## start EXTRACTED TEXT
Methodology

How Sibyls Edge Makes Its Predictions

We believe in transparency. This page explains the logic behind our models — how data flows in, what the machine learns, and how we measure whether it's actually working. We won't tell you every feature we use (that's our edge), but we'll tell you everything you need to know to trust the output.

25+
Years of Data
Per sport, 2000–2024
5
Sports Covered
NFL · NBA · NHL · MLB · WNBA
0.94
Best AUC (NFL)
vs. 0.50 random chance
20
CV Folds Per Model
Walk-forward validated

The Core Idea

Most sports bettors lose — not because they're bad at sports, but because they're fighting an opponent (the sportsbook) that has priced every game using its own statistical models. Beating a sportsbook long-term requires finding games where your probability estimate is more accurate than theirs.

Sibyls Edge builds machine learning models trained on thousands of historical games. These models output a win probability for each team. When our probability is meaningfully higher than what the sportsbook's odds imply, we flag it as an edge. The size of your bet is then sized proportionally to that edge using the Kelly Criterion — a mathematically proven formula for optimal bet sizing under uncertainty.

This is the same framework used by professional sports bettors, quantitative hedge funds, and casino advantage players. The only thing that separates a losing strategy from a winning one is the accuracy of the underlying probability model.
## end EXTRACTED TEXT
## start COLLECTED MATERIAL
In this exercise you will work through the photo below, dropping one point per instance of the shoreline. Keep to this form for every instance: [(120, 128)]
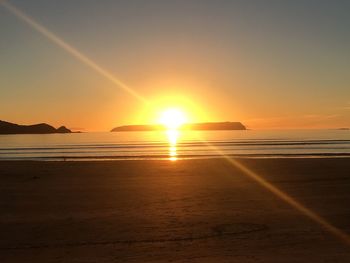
## end COLLECTED MATERIAL
INSTRUCTION - Continue the Sibyls Edge methodology page on how its predictions are made, starting right after its final sentence.

SOLVED PROBLEM -
What Goes Into the Model

Every prediction starts with data. We collect, clean, and process several categories of information for each sport:

Team Performance

Season-level offensive and defensive efficiency metrics. Not just wins and losses — the underlying statistics that predict future outcomes better than records do.

Strength of Schedule

We compute each team's adjusted rating accounting for who they beat and who beat them. A 10-win team that beat bad opponents is rated very differently from one that beat good opponents.

Recent Form

Rolling performance windows over recent games — because a team's form over the last 5–10 games often predicts this week's result better than their full-season average.

Contextual Factors

Rest schedules, travel distances, back-to-back games, injury reports, and home/away splits. Sports outcomes are affected by more than talent alone.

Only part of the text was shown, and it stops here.